**QUESTIONS ON THE MATERIAL**
[1] In the passage on Polynesian and Melanesian contact, what does Polynesian colonization seem to have mainly focused on?
[2] From the passage on Polynesian and Melanesian contact, quote the text between "Polynesian colonization seems" and "in their eyes.", inclusive.

----- PAGE EXTRACT

Moreover despite the large trade connections and seafaring capability of Melanesia, they did not even obtain any significant amounts of materials, technologies, domesticates or ideas from the nearby Indonesian kingdoms, far closer than Taiwan (and the kingdoms and sultanates were at least aware of the Papuans), and if any trade of this variety existed it did not drastically change Papua society. Granted one could say that the Polynesians' increased drive for exploration, slightly increased political complexity and a few more plants (like sweet potato) could make a bigger difference here but it all begs the question as to if they ever saw a need? How alluring do the trade goods have to be to encourage them? Would it even have the desired effect?

Polynesian colonization seems to have mainly focused on finding new, empty lands to cultivate and settle. Finding people already using that land might defeat the point in their eyes.

The issue is that the area you are talking about would have had only oral records of contact for trade or conflict between the Melanesians and the Polynesians before the advent of contact with Europeans. after this tidal wave of disease and disruption the fragments were recorded and then distorted by various levels of ignorance and cultural chauvinism. There could have been extensive conflict or trading between the groupings in fact for the Wank to work you need a more outward looking Polynesian ethnic group from the time that they left Taiwan so as they forge outwards to find empty islands they can trade resources, animals, plants, ideas and genetic diversity. with the established groupings. What about the Polynesians establishing trading outposts in Indonesia then moving westwards and colonizing the Maldives and Mauritius?

----------
----- DATA EXTRACT

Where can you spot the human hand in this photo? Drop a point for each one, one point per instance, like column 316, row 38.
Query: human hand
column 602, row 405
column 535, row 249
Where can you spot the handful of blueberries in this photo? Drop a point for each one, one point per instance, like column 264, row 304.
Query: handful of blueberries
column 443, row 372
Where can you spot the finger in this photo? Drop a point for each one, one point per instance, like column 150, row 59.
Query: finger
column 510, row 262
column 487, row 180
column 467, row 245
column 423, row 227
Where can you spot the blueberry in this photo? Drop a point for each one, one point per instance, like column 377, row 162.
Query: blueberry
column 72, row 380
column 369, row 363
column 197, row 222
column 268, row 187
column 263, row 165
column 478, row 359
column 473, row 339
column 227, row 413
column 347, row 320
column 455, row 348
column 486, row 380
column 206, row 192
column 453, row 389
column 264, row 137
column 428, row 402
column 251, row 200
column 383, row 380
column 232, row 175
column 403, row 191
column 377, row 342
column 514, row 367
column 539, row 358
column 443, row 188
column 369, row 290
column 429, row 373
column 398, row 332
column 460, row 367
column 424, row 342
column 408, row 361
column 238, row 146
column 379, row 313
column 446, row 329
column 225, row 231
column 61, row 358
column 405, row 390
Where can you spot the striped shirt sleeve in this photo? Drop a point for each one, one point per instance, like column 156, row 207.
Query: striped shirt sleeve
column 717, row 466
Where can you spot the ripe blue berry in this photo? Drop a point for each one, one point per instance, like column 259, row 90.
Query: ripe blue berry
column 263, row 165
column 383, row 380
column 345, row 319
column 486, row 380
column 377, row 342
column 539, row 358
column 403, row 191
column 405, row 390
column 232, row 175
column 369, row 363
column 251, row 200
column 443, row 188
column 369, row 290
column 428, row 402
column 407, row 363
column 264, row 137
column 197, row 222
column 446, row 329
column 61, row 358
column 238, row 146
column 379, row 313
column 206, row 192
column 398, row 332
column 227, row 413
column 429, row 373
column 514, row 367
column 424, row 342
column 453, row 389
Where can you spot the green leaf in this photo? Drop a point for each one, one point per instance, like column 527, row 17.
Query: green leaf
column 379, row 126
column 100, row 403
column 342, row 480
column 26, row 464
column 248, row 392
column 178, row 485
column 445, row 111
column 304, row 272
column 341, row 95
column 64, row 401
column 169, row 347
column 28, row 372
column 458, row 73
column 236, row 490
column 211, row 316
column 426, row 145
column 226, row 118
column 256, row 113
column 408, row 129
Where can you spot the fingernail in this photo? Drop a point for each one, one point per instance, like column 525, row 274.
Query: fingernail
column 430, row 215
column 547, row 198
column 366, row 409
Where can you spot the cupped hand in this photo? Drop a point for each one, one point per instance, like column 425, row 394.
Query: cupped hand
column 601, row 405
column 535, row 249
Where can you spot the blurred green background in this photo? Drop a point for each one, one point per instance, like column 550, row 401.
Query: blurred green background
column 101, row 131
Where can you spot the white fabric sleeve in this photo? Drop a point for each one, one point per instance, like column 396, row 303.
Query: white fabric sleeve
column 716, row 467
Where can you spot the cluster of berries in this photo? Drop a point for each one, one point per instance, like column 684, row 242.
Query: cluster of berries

----------

**ANSWERS GIVEN**
[1] Finding new, empty lands to cultivate and settle.

[2]
Polynesian colonization seems to have mainly focused on finding new, empty lands to cultivate and settle. Finding people already using that land might defeat the point in their eyes.